• _TASK REQUIREMENTS_
All entries below are to be written out again exactly, but no picture is to be copied.

[Point localization data]

################

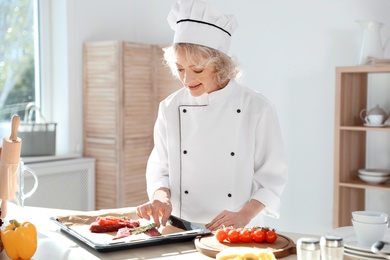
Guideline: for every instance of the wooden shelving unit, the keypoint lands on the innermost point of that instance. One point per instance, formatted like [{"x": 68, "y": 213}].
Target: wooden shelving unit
[{"x": 350, "y": 141}]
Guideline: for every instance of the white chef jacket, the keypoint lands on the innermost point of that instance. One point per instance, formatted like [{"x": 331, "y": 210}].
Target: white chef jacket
[{"x": 216, "y": 152}]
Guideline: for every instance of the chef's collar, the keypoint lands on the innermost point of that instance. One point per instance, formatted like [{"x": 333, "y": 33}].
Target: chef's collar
[{"x": 216, "y": 96}]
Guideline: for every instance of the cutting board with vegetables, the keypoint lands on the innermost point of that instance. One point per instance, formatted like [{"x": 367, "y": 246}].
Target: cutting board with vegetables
[{"x": 209, "y": 246}]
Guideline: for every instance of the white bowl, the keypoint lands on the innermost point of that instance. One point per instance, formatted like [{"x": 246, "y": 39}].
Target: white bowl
[
  {"x": 375, "y": 217},
  {"x": 374, "y": 179},
  {"x": 374, "y": 172},
  {"x": 368, "y": 233}
]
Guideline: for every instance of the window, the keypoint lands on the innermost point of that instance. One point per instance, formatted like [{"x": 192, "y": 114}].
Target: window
[{"x": 19, "y": 77}]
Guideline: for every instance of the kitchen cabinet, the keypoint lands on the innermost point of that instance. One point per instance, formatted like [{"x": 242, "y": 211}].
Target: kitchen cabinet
[
  {"x": 350, "y": 139},
  {"x": 123, "y": 85}
]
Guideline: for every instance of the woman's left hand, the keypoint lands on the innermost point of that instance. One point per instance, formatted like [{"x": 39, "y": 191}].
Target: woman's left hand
[
  {"x": 236, "y": 219},
  {"x": 228, "y": 219}
]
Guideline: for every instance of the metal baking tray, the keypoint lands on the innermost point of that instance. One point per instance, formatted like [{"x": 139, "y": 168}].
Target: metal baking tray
[{"x": 191, "y": 231}]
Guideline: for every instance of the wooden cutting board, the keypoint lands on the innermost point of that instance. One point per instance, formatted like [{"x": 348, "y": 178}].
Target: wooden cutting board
[{"x": 209, "y": 246}]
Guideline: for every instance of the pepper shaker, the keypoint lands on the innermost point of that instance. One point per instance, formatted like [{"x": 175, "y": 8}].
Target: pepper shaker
[
  {"x": 332, "y": 247},
  {"x": 308, "y": 249}
]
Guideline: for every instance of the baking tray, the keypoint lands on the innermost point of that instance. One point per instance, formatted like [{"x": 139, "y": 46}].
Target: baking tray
[{"x": 188, "y": 231}]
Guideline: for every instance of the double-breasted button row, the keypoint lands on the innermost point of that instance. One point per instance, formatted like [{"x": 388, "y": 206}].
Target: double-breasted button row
[
  {"x": 229, "y": 194},
  {"x": 238, "y": 110},
  {"x": 232, "y": 153}
]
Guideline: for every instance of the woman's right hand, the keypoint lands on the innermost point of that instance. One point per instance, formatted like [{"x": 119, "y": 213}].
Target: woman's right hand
[{"x": 159, "y": 209}]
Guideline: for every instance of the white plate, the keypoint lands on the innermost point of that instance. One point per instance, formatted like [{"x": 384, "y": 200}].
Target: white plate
[
  {"x": 350, "y": 241},
  {"x": 374, "y": 125},
  {"x": 374, "y": 172}
]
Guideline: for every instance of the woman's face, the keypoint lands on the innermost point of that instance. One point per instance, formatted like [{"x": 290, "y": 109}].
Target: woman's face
[{"x": 198, "y": 80}]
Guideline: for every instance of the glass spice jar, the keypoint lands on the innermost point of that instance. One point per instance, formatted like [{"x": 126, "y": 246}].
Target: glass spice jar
[
  {"x": 308, "y": 249},
  {"x": 332, "y": 247}
]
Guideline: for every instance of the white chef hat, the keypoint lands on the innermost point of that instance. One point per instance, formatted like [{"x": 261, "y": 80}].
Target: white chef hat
[{"x": 200, "y": 23}]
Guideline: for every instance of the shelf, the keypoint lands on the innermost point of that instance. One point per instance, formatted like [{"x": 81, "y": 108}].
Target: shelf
[
  {"x": 364, "y": 128},
  {"x": 378, "y": 68},
  {"x": 358, "y": 184},
  {"x": 350, "y": 136}
]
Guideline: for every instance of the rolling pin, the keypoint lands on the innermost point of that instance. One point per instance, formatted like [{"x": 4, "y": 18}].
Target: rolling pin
[{"x": 10, "y": 156}]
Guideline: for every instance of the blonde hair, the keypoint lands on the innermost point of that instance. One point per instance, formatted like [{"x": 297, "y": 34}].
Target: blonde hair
[{"x": 226, "y": 68}]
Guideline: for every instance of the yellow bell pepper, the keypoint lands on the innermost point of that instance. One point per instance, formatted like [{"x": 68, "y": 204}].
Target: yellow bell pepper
[{"x": 20, "y": 240}]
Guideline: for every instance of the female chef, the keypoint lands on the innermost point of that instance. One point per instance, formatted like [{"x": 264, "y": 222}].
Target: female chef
[{"x": 218, "y": 157}]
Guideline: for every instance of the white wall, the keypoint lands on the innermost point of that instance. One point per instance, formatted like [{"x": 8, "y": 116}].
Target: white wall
[{"x": 289, "y": 51}]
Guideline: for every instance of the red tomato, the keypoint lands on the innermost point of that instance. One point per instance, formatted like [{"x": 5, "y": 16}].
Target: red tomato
[
  {"x": 245, "y": 236},
  {"x": 234, "y": 236},
  {"x": 258, "y": 235},
  {"x": 271, "y": 236},
  {"x": 221, "y": 235},
  {"x": 107, "y": 221}
]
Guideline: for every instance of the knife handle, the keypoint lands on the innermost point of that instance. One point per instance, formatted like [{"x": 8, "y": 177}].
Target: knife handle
[{"x": 14, "y": 127}]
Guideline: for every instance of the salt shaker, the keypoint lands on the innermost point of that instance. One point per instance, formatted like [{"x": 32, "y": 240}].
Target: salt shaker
[
  {"x": 308, "y": 249},
  {"x": 332, "y": 247}
]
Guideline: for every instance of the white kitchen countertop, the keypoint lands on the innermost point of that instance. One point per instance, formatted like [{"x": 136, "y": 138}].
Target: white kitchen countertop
[{"x": 54, "y": 244}]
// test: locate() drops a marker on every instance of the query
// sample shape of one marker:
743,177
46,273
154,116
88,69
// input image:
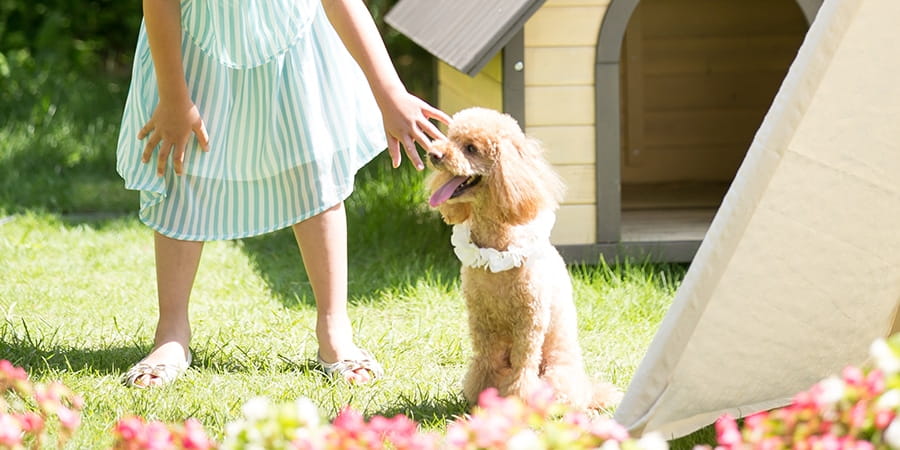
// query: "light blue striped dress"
290,118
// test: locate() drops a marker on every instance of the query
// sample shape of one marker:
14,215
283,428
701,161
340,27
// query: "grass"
77,289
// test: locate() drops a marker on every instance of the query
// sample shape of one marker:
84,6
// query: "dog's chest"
505,297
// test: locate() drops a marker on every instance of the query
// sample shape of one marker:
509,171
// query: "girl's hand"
170,128
407,121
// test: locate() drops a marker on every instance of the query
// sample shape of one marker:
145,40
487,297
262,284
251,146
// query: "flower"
10,431
892,434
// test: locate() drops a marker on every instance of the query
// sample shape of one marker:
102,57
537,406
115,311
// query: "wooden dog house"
646,107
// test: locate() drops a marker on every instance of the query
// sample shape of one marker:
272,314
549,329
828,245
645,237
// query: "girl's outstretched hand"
170,128
407,120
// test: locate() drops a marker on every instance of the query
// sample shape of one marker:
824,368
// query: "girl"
290,117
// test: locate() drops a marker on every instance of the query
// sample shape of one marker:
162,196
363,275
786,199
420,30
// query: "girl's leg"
176,267
323,245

################

• _PROBLEM SOLUTION_
Guideline: for every instance of the wooden shelving unit, the keypoint lands on the innermost point of that instance. One point per instance, formatted like [{"x": 68, "y": 213}].
Target: wooden shelving unit
[{"x": 350, "y": 141}]
Guideline: for every instance of the white chef jacket, the keypoint lands on the innermost point of that instance. One point per instance, formatted like [{"x": 331, "y": 210}].
Target: white chef jacket
[{"x": 216, "y": 152}]
Guideline: for every instance of the chef's collar, the keypoint lands on the innermost point of that instance. One point per instance, formatted like [{"x": 333, "y": 33}].
Target: chef's collar
[{"x": 216, "y": 96}]
Guideline: for every instance of the cutting board with vegetables, the keypoint lands on the innermost point of that instance. One point per instance, formatted like [{"x": 367, "y": 246}].
Target: cutting board with vegetables
[{"x": 209, "y": 246}]
Guideline: for every instance of the white bowl, the keypoint lands on the innermost point of that instance. One point per instance, formatted like [{"x": 246, "y": 39}].
Target: white bowl
[
  {"x": 375, "y": 217},
  {"x": 374, "y": 179},
  {"x": 374, "y": 172},
  {"x": 368, "y": 233}
]
Guideline: for every instance of the window, the keypoint lands on the innermost point of that instance. One point per instance, formatted like [{"x": 192, "y": 114}].
Target: window
[{"x": 19, "y": 77}]
Guideline: for every instance of the kitchen cabinet, the keypoint lands on the innermost point of that instance. One point per instance, formatted like [{"x": 242, "y": 211}].
Target: kitchen cabinet
[
  {"x": 350, "y": 139},
  {"x": 123, "y": 85}
]
Guideline: for every instance of the woman's left hand, the keypoint lands on the innermost point of that instance. One point per instance, formatted like [{"x": 39, "y": 191}].
Target: woman's left hand
[
  {"x": 236, "y": 219},
  {"x": 228, "y": 219}
]
Guideline: for every instance of the metal baking tray, the keypoint lands on the innermost point of that instance. One point per instance, formatted like [{"x": 139, "y": 168}].
Target: metal baking tray
[{"x": 191, "y": 231}]
Guideline: for every instance of the wooden cutting board, the keypoint lands on the innermost point of that instance. One point per instance, formatted like [{"x": 348, "y": 178}].
Target: wooden cutting board
[{"x": 209, "y": 246}]
Guideline: for every instance of the pepper shaker, the keypoint lands on the innermost point of that instance. One point per instance, formatted like [{"x": 175, "y": 8}].
Target: pepper shaker
[
  {"x": 332, "y": 247},
  {"x": 308, "y": 249}
]
Guideline: for every instance of the baking tray, the keypoint lands on the innermost point of that instance. One point per instance, formatted like [{"x": 139, "y": 46}].
Target: baking tray
[{"x": 188, "y": 231}]
Guideline: for every instance of the double-breasted button row, the keypoint lands on the innermost point of that instance. One point per instance, formatted like [{"x": 388, "y": 206}].
Target: double-breasted button row
[
  {"x": 229, "y": 194},
  {"x": 238, "y": 110},
  {"x": 232, "y": 153}
]
Guideline: for every instance of the woman's right hand, the keypoint lands on the innermost point of that instance. One point per instance, formatted like [{"x": 119, "y": 213}].
Target: woman's right hand
[{"x": 159, "y": 209}]
Guideline: for every instance of the white plate, the keypoint lands on the innermost point of that instance. One point per instance, formatted like [{"x": 384, "y": 200}].
Target: white plate
[
  {"x": 350, "y": 241},
  {"x": 374, "y": 125},
  {"x": 374, "y": 172}
]
Guideline: for every instance of the woman's face, the keypoint lands on the innermost point of that instance. One point per instance, formatted like [{"x": 290, "y": 109}].
Target: woman's face
[{"x": 198, "y": 80}]
Guideline: for every instance of the glass spice jar, the keypoint lands on the innermost point of that instance. One point per instance, formatted like [{"x": 126, "y": 246}].
Target: glass spice jar
[
  {"x": 308, "y": 249},
  {"x": 332, "y": 247}
]
Guideline: for every instance of the white chef hat, the keypoint lands on the innermost point of that instance. One point per instance, formatted like [{"x": 261, "y": 80}].
Target: white chef hat
[{"x": 200, "y": 23}]
Guideline: for every instance of the shelf, the keypoint lands on the innermost point of that instance. One point per instance, formatted like [{"x": 81, "y": 108}].
Target: shelf
[
  {"x": 364, "y": 128},
  {"x": 378, "y": 68},
  {"x": 358, "y": 184},
  {"x": 350, "y": 136}
]
Guideline: for every instance of the rolling pin, the keypoint lands on the innermost point of that instance. One point per instance, formatted like [{"x": 4, "y": 18}].
Target: rolling pin
[{"x": 10, "y": 156}]
Guideline: for every instance of the blonde hair, the keypoint lands on the innermost point of that instance. One point per instance, formatted like [{"x": 297, "y": 34}].
Target: blonde hair
[{"x": 226, "y": 68}]
Guideline: for every instance of the yellow bell pepper, the keypoint lands on the innermost point of that instance. One point per instance, formatted like [{"x": 68, "y": 204}].
Target: yellow bell pepper
[{"x": 20, "y": 240}]
Guideline: for every instance of the female chef, the keypoint lands on the innermost point of that instance. One point per instance, formatted like [{"x": 264, "y": 222}].
Target: female chef
[{"x": 218, "y": 157}]
Guideline: for every instance of the white wall, the keypoint lands on the innermost point of that instance. One point per instance, formatted like [{"x": 8, "y": 116}].
Target: white wall
[{"x": 289, "y": 51}]
Guideline: for every instance of the red tomato, the keypoint lands on the innermost point of that instance. One point per instance, formatted like [{"x": 5, "y": 16}].
Target: red tomato
[
  {"x": 245, "y": 236},
  {"x": 234, "y": 236},
  {"x": 258, "y": 235},
  {"x": 271, "y": 236},
  {"x": 221, "y": 235},
  {"x": 107, "y": 221}
]
Guideline: for every instance of the knife handle, the keypoint lands on the innermost point of that instance. One point per instance, formatted like [{"x": 8, "y": 177}].
Target: knife handle
[{"x": 14, "y": 127}]
Guideline: for every instance of the salt shaker, the keypoint lands on the innermost point of that instance. One point per instance, formatted like [{"x": 32, "y": 240}].
Target: salt shaker
[
  {"x": 308, "y": 249},
  {"x": 332, "y": 247}
]
Guideline: for every instance of the white kitchen countertop, the keypoint lands on the innermost point of that instance. One point per instance, formatted like [{"x": 136, "y": 138}].
Target: white kitchen countertop
[{"x": 54, "y": 244}]
// test: locate() drops a marker on every instance of the query
// sample shape of one marker:
743,177
46,273
154,116
88,69
// input image:
// query: "light blue striped dress"
290,118
// test: locate() drops a marker on every instance of the query
// sample shape of one marker:
14,215
283,428
701,161
340,27
// query: "grass"
77,289
// test: locate() drops a marker on every instance of the query
// sample shape of one marker:
84,6
// query: "dog's chest"
505,297
// test: locate() drops a marker on every instance of the query
// sample shape of one marker:
509,171
// query: "girl's hand"
170,128
407,121
// test: locate() drops a marker on every instance of the query
// sample shape of one marker:
145,40
487,297
262,284
251,146
// query: "flower"
10,431
892,434
// test: locate() drops a marker on every instance of the query
// sample shape of one marker:
102,57
537,406
115,311
// query: "wooden dog house"
646,107
// test: locate() drops a marker on every instance of the query
// sample shape of one marker:
272,314
549,329
828,245
645,237
// query: "girl's outstretched hand"
170,128
407,120
// test: locate() drops a marker on every instance of the query
// sample shape of one marker:
824,368
// query: "girl"
290,117
// test: locate() drops a marker on every instance of the query
// sample shape of one marker:
162,196
363,275
786,199
420,30
// query: "girl's leg"
176,267
323,245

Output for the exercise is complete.